# Work instructions
Return only the lines from the one containing "The purpose of" to the end of the entries below, exactly as written, both ends included.

□ □ □ □ □

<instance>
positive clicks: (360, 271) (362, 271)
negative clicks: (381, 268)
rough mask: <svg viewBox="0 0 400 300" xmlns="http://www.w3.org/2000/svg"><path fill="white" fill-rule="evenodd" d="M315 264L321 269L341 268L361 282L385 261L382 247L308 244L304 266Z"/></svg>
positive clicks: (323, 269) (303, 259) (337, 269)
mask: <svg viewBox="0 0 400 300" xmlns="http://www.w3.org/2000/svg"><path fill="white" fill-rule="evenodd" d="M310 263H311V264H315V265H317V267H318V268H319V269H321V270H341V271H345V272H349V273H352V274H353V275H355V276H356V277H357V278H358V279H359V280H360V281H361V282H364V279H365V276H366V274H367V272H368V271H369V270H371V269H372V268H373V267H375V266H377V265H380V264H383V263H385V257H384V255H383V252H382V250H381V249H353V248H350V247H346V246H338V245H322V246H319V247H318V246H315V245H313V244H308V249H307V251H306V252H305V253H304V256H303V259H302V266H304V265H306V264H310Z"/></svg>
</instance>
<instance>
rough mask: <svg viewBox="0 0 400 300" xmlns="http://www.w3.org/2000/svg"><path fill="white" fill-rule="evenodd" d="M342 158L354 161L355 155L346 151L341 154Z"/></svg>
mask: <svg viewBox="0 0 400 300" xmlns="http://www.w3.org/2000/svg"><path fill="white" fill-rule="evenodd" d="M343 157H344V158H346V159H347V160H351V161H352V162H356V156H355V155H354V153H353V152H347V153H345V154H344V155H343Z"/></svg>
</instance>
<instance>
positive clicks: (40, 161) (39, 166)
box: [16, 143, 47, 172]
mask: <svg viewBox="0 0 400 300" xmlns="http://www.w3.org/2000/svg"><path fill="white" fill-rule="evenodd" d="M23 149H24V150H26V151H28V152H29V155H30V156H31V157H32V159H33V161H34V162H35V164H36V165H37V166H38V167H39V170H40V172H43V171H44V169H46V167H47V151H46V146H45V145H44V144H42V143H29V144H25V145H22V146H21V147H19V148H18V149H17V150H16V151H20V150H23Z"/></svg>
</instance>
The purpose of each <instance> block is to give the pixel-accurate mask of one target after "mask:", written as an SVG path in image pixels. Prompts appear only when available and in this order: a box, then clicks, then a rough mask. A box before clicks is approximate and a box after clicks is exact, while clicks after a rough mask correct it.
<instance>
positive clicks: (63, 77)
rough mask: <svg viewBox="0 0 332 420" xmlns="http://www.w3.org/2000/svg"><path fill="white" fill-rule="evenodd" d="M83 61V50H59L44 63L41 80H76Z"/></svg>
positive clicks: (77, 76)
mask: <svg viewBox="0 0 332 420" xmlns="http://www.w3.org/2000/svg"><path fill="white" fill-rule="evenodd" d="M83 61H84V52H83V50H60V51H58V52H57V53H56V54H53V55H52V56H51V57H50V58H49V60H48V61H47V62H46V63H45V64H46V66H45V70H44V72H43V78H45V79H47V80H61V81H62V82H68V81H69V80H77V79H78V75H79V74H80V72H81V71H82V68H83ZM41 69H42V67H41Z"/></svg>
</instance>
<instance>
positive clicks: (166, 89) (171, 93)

□ □ □ □ □

# Task result
The purpose of each <instance> block is to give the pixel-accurate mask of one target after "mask:", written as an SVG path in image pixels. Prompts appear only when available and in this order: a box, then clicks, then a rough mask. A box before clicks is approximate and a box after clicks is exact, while clicks after a rough mask correct it.
<instance>
positive clicks: (63, 77)
rough mask: <svg viewBox="0 0 332 420" xmlns="http://www.w3.org/2000/svg"><path fill="white" fill-rule="evenodd" d="M83 61V50H59L44 63L41 80H76Z"/></svg>
positive clicks: (77, 76)
mask: <svg viewBox="0 0 332 420" xmlns="http://www.w3.org/2000/svg"><path fill="white" fill-rule="evenodd" d="M83 61H84V52H83V50H60V51H58V52H57V53H56V54H53V55H52V56H51V57H50V58H49V60H48V61H47V62H46V63H45V64H46V66H45V70H44V72H43V78H45V79H47V80H61V81H62V82H68V81H69V80H77V79H78V75H79V74H80V72H81V71H82V68H83ZM41 69H42V67H41Z"/></svg>
</instance>
<instance>
positive clicks: (166, 89) (171, 93)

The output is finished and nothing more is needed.